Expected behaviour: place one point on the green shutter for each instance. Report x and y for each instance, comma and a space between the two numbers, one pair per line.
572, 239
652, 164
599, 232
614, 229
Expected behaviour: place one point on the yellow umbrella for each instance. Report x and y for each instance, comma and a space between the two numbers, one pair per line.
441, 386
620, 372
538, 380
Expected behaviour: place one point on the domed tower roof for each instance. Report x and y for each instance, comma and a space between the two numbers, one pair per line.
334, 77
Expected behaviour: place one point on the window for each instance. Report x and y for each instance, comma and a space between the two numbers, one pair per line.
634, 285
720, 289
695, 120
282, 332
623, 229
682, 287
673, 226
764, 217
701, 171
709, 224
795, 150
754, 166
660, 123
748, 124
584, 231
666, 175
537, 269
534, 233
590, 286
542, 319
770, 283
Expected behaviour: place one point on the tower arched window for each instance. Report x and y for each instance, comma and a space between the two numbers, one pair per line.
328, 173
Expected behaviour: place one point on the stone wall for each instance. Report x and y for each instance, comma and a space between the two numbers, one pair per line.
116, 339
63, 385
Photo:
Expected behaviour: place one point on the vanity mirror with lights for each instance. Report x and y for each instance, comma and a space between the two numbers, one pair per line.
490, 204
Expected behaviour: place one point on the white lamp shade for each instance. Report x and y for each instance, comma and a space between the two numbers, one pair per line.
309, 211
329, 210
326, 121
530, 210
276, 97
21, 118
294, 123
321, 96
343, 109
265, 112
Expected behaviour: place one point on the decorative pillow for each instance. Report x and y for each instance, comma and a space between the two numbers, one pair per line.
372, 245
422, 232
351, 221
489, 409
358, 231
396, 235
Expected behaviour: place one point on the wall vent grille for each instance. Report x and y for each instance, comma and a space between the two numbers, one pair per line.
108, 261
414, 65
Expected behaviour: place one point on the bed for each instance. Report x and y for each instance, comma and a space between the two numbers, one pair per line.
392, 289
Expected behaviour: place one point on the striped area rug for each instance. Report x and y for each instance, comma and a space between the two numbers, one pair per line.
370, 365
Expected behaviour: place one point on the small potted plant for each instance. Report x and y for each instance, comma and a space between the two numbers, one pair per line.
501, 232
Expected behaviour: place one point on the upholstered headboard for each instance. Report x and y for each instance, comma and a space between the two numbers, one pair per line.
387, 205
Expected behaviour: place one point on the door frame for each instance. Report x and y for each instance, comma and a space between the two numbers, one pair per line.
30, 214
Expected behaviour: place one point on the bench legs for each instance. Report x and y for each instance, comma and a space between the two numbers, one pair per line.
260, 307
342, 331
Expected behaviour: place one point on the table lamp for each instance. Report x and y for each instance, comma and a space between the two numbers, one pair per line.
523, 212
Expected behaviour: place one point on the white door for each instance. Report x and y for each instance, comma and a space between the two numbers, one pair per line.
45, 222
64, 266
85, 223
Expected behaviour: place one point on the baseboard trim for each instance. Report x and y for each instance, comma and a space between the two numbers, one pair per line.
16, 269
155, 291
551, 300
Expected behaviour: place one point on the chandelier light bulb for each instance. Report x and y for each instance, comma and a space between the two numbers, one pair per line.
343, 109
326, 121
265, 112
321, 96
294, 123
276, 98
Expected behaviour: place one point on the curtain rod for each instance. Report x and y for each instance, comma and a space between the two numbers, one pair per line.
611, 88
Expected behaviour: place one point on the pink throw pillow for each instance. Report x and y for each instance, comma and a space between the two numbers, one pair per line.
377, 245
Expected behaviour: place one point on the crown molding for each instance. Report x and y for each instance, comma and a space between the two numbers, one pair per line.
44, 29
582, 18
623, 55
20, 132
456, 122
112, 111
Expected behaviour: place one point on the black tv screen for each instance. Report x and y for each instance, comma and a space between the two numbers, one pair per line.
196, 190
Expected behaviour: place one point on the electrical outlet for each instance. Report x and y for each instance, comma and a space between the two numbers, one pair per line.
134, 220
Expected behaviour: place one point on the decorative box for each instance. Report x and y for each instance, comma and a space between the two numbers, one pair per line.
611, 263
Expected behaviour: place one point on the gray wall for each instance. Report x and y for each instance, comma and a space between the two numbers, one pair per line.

######

- Exercise instructions: What needs duplicating is the run of lines from the one containing "Expected behaviour: place one point on the crown" through the last line of the entries above, exact and complete.

- Result:
Expected behaviour: place one point on the crown molding for each instance. Report x and y for each instance, comma and a space between the two numbers, one pair per line.
44, 29
582, 18
623, 55
20, 132
456, 122
112, 111
Expected behaviour: place one point on the black tv screen for each instance. Report x and y for each instance, comma and a space between the two numbers, one pair per line.
196, 190
Expected behaviour: place one point on the electrical outlet for each instance. Report x and y for each instance, comma and a space between the two numbers, one pair per line.
134, 220
Expected behaviour: place one point on the decorative box for each instance. Report x and y for each instance, comma and a space between the two numbers, one pair per line.
611, 263
Expected behaviour: place one point on the gray wall for each instance. Report x and y for each instance, comma and a space between the two numbers, one pair per line.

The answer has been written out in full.